_Exercise input:_
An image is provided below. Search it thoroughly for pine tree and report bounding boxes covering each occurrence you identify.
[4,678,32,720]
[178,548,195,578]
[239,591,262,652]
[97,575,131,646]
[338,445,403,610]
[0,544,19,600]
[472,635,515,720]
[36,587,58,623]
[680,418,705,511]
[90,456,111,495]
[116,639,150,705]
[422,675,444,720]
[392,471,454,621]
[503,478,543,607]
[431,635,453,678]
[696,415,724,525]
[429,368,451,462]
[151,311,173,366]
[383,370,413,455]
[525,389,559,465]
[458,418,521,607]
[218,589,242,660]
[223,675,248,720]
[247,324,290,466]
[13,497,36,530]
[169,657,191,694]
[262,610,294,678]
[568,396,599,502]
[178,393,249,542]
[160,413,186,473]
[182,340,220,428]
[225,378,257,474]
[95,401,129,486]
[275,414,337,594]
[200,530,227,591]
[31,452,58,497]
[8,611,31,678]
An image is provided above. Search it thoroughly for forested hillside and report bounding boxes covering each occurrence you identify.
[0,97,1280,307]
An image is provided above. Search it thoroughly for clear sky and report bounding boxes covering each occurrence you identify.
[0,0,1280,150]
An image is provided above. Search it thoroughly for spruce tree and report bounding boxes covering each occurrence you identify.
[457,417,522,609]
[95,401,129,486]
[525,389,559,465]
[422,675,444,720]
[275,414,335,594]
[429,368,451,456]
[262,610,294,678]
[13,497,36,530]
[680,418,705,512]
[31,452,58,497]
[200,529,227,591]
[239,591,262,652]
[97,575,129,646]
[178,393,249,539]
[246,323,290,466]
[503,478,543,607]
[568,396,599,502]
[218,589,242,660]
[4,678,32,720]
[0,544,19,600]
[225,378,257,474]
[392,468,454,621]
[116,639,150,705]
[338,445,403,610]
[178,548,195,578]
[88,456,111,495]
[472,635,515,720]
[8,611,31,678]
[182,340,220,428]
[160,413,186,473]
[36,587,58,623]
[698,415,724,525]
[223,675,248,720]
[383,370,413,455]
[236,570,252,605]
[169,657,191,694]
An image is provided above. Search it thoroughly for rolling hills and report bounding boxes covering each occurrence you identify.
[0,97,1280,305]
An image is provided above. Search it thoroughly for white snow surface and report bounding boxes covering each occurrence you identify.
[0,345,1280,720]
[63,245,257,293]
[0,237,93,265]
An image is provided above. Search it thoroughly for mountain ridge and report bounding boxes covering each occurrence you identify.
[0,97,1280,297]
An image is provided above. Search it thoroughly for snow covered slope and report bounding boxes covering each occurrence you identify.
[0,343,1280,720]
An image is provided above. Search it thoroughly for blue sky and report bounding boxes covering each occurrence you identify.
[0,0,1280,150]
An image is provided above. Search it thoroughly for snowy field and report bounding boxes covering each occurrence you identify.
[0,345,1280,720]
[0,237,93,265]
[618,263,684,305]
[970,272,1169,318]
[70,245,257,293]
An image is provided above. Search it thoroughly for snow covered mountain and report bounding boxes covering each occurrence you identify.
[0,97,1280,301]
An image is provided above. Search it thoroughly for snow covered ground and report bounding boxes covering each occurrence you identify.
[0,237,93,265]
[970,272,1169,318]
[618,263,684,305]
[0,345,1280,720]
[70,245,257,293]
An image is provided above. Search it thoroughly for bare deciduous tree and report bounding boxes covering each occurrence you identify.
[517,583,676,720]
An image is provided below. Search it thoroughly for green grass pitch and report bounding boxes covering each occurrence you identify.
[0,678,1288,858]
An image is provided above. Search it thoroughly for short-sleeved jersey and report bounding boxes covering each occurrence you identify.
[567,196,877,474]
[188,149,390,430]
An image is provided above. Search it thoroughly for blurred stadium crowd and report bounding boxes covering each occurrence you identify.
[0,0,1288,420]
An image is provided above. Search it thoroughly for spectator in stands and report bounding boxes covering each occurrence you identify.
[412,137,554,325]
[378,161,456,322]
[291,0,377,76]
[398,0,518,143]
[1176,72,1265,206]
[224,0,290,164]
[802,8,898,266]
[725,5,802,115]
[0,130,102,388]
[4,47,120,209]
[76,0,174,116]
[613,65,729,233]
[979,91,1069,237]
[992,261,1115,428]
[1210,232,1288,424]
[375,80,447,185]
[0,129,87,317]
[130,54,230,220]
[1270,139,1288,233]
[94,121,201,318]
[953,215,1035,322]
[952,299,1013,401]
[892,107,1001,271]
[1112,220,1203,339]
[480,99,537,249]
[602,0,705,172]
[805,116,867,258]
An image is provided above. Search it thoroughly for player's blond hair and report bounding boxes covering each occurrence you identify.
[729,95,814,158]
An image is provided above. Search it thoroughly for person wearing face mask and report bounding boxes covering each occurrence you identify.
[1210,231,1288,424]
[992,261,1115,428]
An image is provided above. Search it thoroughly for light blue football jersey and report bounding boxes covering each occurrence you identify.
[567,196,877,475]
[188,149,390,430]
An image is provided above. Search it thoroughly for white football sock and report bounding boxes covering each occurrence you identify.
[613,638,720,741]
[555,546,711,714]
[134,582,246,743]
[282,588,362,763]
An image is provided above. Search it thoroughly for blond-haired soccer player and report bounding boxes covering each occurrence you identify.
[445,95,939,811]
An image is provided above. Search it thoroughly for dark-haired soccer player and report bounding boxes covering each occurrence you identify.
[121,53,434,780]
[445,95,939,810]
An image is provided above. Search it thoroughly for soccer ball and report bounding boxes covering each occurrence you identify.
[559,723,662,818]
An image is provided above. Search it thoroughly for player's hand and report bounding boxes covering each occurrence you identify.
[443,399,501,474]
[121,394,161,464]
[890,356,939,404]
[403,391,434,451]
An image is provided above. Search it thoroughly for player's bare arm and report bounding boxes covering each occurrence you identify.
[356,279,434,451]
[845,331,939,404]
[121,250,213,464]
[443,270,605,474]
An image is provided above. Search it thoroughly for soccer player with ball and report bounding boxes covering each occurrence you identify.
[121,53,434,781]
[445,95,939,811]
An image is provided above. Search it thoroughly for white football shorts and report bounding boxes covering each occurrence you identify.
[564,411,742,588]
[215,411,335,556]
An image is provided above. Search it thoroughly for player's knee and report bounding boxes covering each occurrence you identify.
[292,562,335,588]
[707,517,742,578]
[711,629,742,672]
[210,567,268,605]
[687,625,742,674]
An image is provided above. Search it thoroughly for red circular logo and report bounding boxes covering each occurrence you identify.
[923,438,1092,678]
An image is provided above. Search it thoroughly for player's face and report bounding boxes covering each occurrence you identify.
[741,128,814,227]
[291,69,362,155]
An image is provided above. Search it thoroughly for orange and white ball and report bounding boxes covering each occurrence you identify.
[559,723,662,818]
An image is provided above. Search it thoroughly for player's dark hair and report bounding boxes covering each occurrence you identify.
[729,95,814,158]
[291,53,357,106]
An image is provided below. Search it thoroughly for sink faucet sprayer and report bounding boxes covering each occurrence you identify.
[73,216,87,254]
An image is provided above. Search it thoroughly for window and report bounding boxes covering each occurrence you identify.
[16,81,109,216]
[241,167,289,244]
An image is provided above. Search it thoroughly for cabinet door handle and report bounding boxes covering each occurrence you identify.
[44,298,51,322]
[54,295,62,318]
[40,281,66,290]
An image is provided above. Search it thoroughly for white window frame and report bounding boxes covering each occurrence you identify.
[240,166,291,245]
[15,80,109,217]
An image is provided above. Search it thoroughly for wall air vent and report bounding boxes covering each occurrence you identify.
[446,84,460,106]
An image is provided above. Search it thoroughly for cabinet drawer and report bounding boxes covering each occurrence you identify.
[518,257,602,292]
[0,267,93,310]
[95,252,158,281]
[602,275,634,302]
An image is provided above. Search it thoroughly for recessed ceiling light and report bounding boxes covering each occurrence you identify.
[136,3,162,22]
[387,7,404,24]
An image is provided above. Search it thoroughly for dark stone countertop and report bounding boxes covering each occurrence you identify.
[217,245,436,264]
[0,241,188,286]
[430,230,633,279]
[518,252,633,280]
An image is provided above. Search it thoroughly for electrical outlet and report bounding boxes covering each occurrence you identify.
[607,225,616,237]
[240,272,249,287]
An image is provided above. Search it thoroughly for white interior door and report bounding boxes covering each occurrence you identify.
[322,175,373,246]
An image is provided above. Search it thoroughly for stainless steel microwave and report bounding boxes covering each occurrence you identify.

_Stated exercise:_ Starting with the line with "An image is provided above. Search it thoroughly for recessed" and going on through the line with "[518,252,633,280]", output those lines of the listing as a Markdown table with two columns, Row and Text. Put a running row number under Row and the line itself under Text, and leave out any blank lines.

_Answer for this exercise:_
| Row | Text |
|---|---|
| 1 | An image is provided above. Search it thoroughly for recessed ceiling light and report bounding boxes covering each occurrence you identify. |
| 2 | [136,3,162,22] |
| 3 | [387,7,404,24] |
| 4 | An image is provided above. Search it thoroughly for dark stone countertop and report bounding boxes covering each occurrence you identify. |
| 5 | [217,245,436,264] |
| 6 | [0,241,188,286] |
| 7 | [430,230,633,279] |
| 8 | [518,252,633,280] |